• _Selected passage_
Mehta stated, “We use machine learning to look for suspicious accounts, to track the relationships between a purchasing account that’s leaving a review and someone selling that product. Through a combination of meticulous vetting, advanced machine learning, and artificial intelligence, we can prevent fake reviews from reaching the customer.”
How AI detects fake reviews
If you’ve ever read a review and thought, “That looks fake,” then that more-or-less proves AI can do the same. There are signals and cues you pick up on, and AI can learn these too.
AIs can use NLP to look at factors such as excessive punctuation, poor grammar, and overly negative or positive tones, also called sentiment analysis. However, there’s more to detecting fake reviews than that, and if Amazon doesn’t define strict criteria, they risk removing genuine reviews.
Other methods include analyzing what types of products receive fake reviews, the timing of when fake reviews are left, and whether generic 5-star reviews come from the same account.
Of course, there’s no one better placed to analyze that data than Amazon, which begs the question, why is the problem as big (or bigger) than ever?
As much as Amazon wants to foster trust by removing fake reviews, maintaining large volumes of all reviews is in their best interests.
As Saoud Khalifah of Fakespot says, “If Amazon deleted 100 percent of fake reviews, they would lose hundreds of billions of shareholder value.”

• _Dataset_
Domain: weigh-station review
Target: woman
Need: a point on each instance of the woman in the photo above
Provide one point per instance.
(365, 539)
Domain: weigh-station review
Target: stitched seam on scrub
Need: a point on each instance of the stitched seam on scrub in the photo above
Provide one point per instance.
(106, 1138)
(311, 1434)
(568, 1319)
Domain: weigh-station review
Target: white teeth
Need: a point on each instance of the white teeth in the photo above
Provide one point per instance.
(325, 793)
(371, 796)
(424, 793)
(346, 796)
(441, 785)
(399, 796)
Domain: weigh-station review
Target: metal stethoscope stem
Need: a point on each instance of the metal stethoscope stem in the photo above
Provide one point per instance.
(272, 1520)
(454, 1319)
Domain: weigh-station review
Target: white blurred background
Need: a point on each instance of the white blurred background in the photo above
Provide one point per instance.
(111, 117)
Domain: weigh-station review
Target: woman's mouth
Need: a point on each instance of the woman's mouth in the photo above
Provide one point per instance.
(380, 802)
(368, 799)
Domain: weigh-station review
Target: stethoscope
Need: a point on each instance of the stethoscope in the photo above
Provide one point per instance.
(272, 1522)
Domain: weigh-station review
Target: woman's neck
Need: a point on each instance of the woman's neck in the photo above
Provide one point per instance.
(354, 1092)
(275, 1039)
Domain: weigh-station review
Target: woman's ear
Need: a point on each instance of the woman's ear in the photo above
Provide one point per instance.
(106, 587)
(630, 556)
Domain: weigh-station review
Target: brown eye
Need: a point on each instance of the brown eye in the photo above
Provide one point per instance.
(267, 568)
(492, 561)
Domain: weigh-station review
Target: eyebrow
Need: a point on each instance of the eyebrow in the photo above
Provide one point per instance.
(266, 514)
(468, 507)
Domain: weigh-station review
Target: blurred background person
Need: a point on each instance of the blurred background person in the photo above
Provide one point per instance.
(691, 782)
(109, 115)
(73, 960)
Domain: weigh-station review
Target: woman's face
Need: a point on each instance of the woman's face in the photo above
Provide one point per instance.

• _What the task asks_
Translate this sentence from the passage on fake reviews into Spanish: "Other methods include analyzing what types of products receive fake reviews, the timing of when fake reviews are left, and whether generic 5-star reviews come from the same account."

• _Solution to this problem_
Otros métodos incluyen analizar qué tipos de productos reciben reseñas falsas, el momento en que se dejan las reseñas falsas y si las reseñas genéricas de 5 estrellas provienen de la misma cuenta.